• _EXTRACTED ENTRIES_
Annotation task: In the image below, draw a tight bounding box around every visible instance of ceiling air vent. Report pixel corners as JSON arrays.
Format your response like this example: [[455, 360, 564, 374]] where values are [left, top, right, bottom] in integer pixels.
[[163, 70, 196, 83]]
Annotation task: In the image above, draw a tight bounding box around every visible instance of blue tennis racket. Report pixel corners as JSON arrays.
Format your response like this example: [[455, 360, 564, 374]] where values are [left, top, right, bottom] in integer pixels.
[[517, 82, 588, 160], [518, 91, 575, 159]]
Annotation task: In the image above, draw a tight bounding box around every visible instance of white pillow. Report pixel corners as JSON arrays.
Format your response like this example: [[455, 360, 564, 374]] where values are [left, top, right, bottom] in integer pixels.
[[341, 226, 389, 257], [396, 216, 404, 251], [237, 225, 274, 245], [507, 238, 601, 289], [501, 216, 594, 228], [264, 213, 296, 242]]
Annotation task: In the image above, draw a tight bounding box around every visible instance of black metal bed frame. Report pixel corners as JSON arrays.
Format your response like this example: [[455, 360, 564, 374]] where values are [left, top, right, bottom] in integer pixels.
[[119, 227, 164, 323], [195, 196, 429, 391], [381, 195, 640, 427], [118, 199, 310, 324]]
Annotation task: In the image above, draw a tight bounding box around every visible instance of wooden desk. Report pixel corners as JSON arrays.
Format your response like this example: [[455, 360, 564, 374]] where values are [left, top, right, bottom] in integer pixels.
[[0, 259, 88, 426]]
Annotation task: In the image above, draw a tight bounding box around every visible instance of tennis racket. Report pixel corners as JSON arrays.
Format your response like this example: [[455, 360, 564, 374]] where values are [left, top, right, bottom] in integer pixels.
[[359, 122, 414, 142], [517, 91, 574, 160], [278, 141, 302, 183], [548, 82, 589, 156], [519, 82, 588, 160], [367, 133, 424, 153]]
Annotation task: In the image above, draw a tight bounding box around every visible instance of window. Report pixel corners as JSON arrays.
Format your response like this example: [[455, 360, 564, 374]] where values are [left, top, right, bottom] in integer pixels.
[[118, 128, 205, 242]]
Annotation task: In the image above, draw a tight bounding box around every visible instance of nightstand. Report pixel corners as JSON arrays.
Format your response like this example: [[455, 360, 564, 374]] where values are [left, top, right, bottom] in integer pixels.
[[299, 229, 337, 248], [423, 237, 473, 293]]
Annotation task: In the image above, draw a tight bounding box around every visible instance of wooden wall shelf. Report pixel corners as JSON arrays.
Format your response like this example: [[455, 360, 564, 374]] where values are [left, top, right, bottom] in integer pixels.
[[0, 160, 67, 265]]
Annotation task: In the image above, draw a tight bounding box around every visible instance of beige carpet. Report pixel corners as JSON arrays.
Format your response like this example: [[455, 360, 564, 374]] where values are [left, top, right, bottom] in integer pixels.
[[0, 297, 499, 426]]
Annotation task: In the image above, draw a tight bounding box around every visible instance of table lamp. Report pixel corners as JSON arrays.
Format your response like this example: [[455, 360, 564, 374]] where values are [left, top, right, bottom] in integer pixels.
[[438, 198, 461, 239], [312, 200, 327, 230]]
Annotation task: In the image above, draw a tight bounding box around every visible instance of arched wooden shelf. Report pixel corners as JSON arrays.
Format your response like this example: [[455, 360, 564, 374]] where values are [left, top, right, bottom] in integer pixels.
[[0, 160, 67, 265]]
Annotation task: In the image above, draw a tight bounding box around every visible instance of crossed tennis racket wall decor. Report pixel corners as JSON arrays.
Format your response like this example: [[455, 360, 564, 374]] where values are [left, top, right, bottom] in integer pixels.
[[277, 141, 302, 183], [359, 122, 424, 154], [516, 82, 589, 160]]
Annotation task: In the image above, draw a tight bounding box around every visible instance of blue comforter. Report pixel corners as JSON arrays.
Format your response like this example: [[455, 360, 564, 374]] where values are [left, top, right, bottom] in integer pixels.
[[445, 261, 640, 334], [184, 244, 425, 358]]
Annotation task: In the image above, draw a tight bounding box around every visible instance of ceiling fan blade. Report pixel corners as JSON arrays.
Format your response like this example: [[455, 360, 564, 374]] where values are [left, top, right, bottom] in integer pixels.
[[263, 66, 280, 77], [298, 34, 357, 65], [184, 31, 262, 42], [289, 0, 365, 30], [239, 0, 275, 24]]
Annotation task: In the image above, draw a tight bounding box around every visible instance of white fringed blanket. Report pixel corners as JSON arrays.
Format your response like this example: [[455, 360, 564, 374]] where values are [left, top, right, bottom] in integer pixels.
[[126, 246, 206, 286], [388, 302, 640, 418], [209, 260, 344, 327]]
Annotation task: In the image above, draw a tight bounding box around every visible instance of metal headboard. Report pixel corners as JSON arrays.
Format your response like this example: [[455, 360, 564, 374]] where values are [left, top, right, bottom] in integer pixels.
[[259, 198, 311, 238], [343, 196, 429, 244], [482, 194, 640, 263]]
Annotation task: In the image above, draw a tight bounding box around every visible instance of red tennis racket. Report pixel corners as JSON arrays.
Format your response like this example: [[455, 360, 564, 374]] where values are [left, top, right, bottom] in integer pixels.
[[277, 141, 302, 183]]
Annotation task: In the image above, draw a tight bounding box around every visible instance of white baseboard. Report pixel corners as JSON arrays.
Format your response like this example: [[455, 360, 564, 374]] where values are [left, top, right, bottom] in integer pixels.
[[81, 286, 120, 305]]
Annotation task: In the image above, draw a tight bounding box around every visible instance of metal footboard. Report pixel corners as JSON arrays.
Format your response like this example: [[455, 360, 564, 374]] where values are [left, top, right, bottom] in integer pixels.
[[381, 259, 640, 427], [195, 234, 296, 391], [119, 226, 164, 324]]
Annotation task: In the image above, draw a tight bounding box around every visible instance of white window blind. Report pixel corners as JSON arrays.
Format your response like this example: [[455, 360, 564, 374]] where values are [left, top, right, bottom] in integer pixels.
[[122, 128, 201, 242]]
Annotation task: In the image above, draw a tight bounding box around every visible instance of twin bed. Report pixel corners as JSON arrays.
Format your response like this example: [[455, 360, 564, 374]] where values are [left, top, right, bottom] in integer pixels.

• _REQUIRED WORK_
Write out all the entries exactly.

• _THE ANSWER_
Annotation task: In the image below, draw a tight bounding box around every visible instance of ceiling air vent. Report pixel corners as JSON arrays.
Format your response like this example: [[455, 360, 564, 374]] where values are [left, top, right, bottom] in integer pixels.
[[163, 70, 196, 83]]
Annotation task: In the image above, draw a tight bounding box around every visible instance of blue tennis racket. Report pixel corners as JSON arrays.
Format your response like this example: [[455, 360, 564, 374]] where values are [left, top, right, bottom] in integer pixels.
[[517, 82, 588, 160], [518, 91, 575, 159]]
Annotation task: In the image above, draw a tight bounding box around every visible instance of white pillow. Report pixel corners as JSON arrays.
Format your response like this example: [[455, 360, 564, 374]] where values are [left, top, right, bottom] in integer pixels.
[[341, 226, 389, 257], [396, 216, 404, 251], [237, 225, 274, 245], [507, 238, 601, 289], [501, 216, 594, 228], [264, 213, 296, 242]]
Annotation task: In the image above, draw a tight bounding box around every visible instance of black metal bed frame. Report pixel corners as JSON arrays.
Format your response like this example: [[455, 360, 564, 374]] where values are [left, top, right, bottom] in integer pixels.
[[119, 227, 164, 323], [195, 196, 429, 391], [381, 195, 640, 427], [118, 199, 310, 324]]
Annotation task: In the image above, draw a tight bounding box around every visible instance of wooden desk. Report pixel corners as JSON arrays.
Format your response like this example: [[455, 360, 564, 374]] where values are [left, top, right, bottom] in integer pixels.
[[0, 259, 88, 426]]
Annotation task: In the image above, draw a tight bounding box around every visible instance of tennis racket. Report pixel corners as JSON arrays.
Format your response like this example: [[455, 360, 564, 374]] where values are [left, top, right, bottom] in integer pixels.
[[359, 122, 414, 142], [517, 91, 574, 160], [278, 141, 302, 183], [548, 82, 589, 156], [519, 82, 588, 160], [367, 133, 424, 153]]
Annotation task: In the image above, draw a tight bounding box around every visible instance of window. Report pixel corners as JSON arrays.
Format your response like this example: [[455, 360, 564, 374]] where values are [left, top, right, bottom] in integer pixels.
[[118, 128, 205, 242]]
Annotation task: In the image above, draw a tight bounding box around every visible instance of nightstand. Report pixel corners as JSON arrays.
Format your response like this example: [[455, 360, 564, 374]] where values are [left, top, right, bottom] in integer pixels.
[[299, 229, 337, 248], [423, 237, 473, 293]]
Annotation task: In the image above, draw a tight bounding box around every visible instance of wooden wall shelf. Report pixel corners as JSON arrays.
Format your response like this example: [[455, 360, 564, 374]] where values are [left, top, right, bottom] in integer pixels.
[[0, 160, 67, 265]]
Annotation task: In the image above, draw a tight bounding box around every visible instance of beige carpet. Report pixel corners as JSON arrays.
Format your response like this example: [[455, 360, 564, 374]] where values are [left, top, right, bottom] in integer pixels.
[[0, 297, 499, 426]]
Annotation task: In the image above, draw a tight bounding box around every visible instance of table lamp. Report pixel corners as JSON arrays.
Format your response like this example: [[455, 360, 564, 374]] where values are [left, top, right, bottom] in integer pixels.
[[438, 198, 461, 239], [312, 200, 327, 230]]
Annotation task: In the image above, draw a tight bounding box around every visible instance of arched wooden shelf. Report pixel corners as JSON arrays.
Format your response like this example: [[455, 360, 564, 374]] where values are [left, top, right, bottom] in integer pixels.
[[0, 160, 67, 265]]
Annotation task: In the image above, draw a tight bounding box around every visible instance of crossed tennis racket wall decor. Report pixel corners as JSON arrays.
Format your response like this example: [[455, 360, 564, 374]] where values are [left, top, right, bottom] in integer pixels.
[[277, 141, 302, 183], [359, 122, 424, 154], [516, 82, 589, 160]]
Annotation task: In the image above, draw a tight bounding box around every visible instance of blue comforter. Report pixel corners as JSON arrays.
Format your response like this example: [[455, 360, 564, 374]] where values are [left, top, right, bottom] in integer pixels.
[[445, 261, 640, 334], [184, 244, 425, 358]]
Annotation task: In the image above, draw a tight bounding box around every visible instance of ceiling fan blade. Report pixel corners as JSON arrays.
Format your response like this example: [[455, 360, 564, 374]] where values are [left, top, right, bottom] in integer pixels.
[[263, 66, 280, 77], [298, 34, 357, 65], [184, 31, 262, 42], [289, 0, 365, 30], [239, 0, 275, 24]]
Annotation task: In the image above, draw a tight bounding box around every visible instance of white fringed blanket. Report pixel corners as JSON arrays.
Format your response like this example: [[455, 360, 564, 374]] where values are [left, top, right, bottom] in integer pixels.
[[126, 246, 206, 286], [388, 302, 640, 418], [209, 260, 344, 327]]
Annotation task: In the image above, draw a tight bounding box around every visible instance of metal headboard. Report pixel corners as JSON arrays.
Format your response like this example: [[455, 360, 564, 374]] where values are [left, top, right, bottom] in integer pixels.
[[259, 198, 311, 238], [343, 196, 429, 244], [482, 194, 640, 263]]
Annotation task: In the image above, draw a tight bounding box around every visible instance of red tennis racket. Report pixel corners as JSON arrays.
Format your response like this example: [[455, 360, 564, 374]] where values are [left, top, right, bottom] in integer pixels.
[[277, 141, 302, 183]]
Annotation task: In the image above, draw a tight bounding box around every visible instance of white baseboard. Report pixel corners as JSON arrays.
Format your response like this example: [[455, 360, 564, 374]] where values are [left, top, right, bottom] in integer pixels.
[[81, 286, 120, 305]]
Annotation task: In the image above, draw a tight bounding box around every visible instance of metal footboard. Report pixel corners as JSON arrays.
Format your response like this example: [[455, 360, 564, 374]] where values are [left, top, right, bottom] in integer pixels.
[[381, 259, 640, 427], [195, 234, 296, 391], [119, 226, 164, 324]]
Annotation task: In the image above, draw a tight bounding box around every visible instance of white window blind. Report pixel corners as JSON arrays.
Format your response like this example: [[455, 360, 564, 374]] where values are [left, top, right, bottom] in integer pixels.
[[122, 128, 201, 242]]
Annotation task: In the image above, draw a tight bounding box around every visible instance of twin bed. Report pixel corners as JSON arrays.
Format your response like this example: [[455, 360, 564, 374]] where values are [left, top, right, bottom] in integer pixels.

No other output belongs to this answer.